(Data excerpts)
......

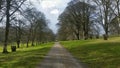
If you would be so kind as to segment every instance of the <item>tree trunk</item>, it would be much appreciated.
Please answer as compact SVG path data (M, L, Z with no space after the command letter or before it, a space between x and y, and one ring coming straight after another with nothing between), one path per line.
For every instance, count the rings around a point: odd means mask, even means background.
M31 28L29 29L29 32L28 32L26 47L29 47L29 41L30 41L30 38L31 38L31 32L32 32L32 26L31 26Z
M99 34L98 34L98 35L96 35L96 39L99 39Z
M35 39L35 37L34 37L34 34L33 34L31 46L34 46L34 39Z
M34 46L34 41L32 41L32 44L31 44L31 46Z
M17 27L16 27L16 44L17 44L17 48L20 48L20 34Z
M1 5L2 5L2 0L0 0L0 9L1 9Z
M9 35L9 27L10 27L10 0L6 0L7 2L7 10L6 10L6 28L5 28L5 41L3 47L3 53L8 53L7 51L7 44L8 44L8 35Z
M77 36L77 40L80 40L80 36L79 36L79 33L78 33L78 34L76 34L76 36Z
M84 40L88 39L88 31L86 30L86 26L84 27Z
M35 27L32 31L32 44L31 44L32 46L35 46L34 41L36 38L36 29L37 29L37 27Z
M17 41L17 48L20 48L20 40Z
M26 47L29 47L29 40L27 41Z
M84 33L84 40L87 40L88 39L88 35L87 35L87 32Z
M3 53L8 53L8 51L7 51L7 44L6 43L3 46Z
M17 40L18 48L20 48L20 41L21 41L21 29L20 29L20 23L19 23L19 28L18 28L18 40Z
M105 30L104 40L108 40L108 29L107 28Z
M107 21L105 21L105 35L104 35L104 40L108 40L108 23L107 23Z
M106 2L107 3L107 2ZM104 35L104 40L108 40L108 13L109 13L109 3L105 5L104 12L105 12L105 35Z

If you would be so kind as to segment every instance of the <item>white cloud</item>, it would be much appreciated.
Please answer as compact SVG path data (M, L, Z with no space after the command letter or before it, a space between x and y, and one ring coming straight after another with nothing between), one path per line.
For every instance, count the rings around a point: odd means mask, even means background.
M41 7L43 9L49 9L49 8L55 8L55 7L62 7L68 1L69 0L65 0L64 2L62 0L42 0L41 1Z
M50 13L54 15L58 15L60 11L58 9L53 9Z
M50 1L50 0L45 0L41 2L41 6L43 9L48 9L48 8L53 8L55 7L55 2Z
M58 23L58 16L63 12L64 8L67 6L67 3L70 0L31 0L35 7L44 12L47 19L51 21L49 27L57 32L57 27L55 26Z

......

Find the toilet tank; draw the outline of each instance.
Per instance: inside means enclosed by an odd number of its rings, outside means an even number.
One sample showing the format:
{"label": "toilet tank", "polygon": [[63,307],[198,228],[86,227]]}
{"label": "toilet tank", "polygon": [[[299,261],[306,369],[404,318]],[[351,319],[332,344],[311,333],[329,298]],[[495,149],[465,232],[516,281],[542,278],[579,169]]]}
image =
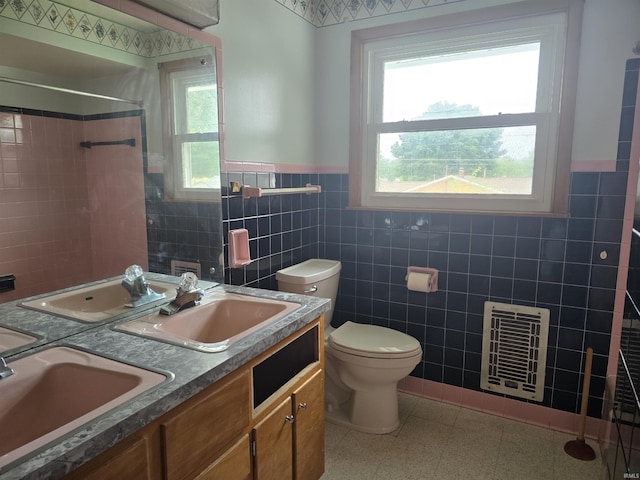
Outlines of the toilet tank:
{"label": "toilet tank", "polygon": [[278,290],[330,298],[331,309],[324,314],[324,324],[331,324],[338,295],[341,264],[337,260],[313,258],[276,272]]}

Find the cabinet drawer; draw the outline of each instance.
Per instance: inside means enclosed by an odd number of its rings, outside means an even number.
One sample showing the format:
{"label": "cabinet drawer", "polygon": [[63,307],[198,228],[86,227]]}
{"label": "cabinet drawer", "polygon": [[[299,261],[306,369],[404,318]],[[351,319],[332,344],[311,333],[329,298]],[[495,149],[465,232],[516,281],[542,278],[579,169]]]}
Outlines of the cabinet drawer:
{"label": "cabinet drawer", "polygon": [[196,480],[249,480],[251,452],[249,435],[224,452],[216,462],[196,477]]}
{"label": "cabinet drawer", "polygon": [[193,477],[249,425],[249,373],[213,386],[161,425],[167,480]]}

......

ABOUT THIS TASK: Work out how many lines in this data contain "appreciated". Only that number should be given.

YOUR RESPONSE: 2